(Aim of the task) Render everything from the line containing "Reviewer note. Confirm that each instance of the wire" down to the line containing "<point>616,540</point>", both included, as a numbered list with blank lines dropped.

-------

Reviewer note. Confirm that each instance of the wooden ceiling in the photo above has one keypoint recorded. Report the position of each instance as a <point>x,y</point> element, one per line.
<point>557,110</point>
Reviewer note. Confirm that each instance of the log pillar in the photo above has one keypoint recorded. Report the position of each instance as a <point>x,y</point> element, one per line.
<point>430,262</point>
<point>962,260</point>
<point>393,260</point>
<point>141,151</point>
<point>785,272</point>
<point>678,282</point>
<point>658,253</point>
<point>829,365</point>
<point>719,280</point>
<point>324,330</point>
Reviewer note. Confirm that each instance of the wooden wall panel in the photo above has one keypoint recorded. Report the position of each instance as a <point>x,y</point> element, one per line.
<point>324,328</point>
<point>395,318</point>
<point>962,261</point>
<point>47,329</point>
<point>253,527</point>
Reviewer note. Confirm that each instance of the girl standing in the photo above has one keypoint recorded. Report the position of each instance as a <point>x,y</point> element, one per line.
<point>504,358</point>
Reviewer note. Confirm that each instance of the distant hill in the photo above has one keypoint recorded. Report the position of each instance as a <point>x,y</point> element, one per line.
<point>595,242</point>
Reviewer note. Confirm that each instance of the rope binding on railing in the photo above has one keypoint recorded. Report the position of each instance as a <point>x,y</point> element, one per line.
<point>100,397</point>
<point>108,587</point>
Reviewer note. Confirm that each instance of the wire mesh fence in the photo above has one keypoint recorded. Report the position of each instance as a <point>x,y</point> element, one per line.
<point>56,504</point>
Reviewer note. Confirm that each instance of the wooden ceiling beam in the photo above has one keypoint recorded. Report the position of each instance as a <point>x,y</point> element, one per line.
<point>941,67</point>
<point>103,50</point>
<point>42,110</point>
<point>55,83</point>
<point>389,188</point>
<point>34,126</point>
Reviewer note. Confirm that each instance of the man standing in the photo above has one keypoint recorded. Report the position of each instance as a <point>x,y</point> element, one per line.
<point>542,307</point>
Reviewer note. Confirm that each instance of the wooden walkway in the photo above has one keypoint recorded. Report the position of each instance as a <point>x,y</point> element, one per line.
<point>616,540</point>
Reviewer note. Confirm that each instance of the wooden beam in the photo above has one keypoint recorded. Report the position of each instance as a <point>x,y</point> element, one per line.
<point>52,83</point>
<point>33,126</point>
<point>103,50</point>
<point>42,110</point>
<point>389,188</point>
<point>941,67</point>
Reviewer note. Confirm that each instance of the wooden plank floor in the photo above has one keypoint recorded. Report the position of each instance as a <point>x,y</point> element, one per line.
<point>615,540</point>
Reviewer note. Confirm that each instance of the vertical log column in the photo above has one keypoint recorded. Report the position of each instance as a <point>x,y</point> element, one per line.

-------

(Task answer)
1. Reviewer note. Confirm that each instance of the wire mesh fence in the photo above has one keypoint recorded. Report the position of each instance as a <point>x,y</point> element, one per line.
2. <point>56,504</point>
3. Reviewer note. Confirm that each instance of the wooden ceiling beam in the photo above has one keypoint recorded. Report the position of each instance as a <point>x,y</point> element, one per line.
4. <point>941,67</point>
5. <point>103,50</point>
6. <point>42,110</point>
7. <point>55,83</point>
8. <point>389,188</point>
9. <point>34,126</point>
10. Reviewer note. Confirm that each instance of the man standing in the photo above has one keypoint recorded. Report the position of each instance as a <point>x,y</point> element, one per line.
11. <point>542,307</point>
12. Reviewer note. Confirm that each instance of the wooden walkway in the photo above has one keypoint recorded. Report the position of each instance as a <point>x,y</point> element, one per line.
13. <point>616,540</point>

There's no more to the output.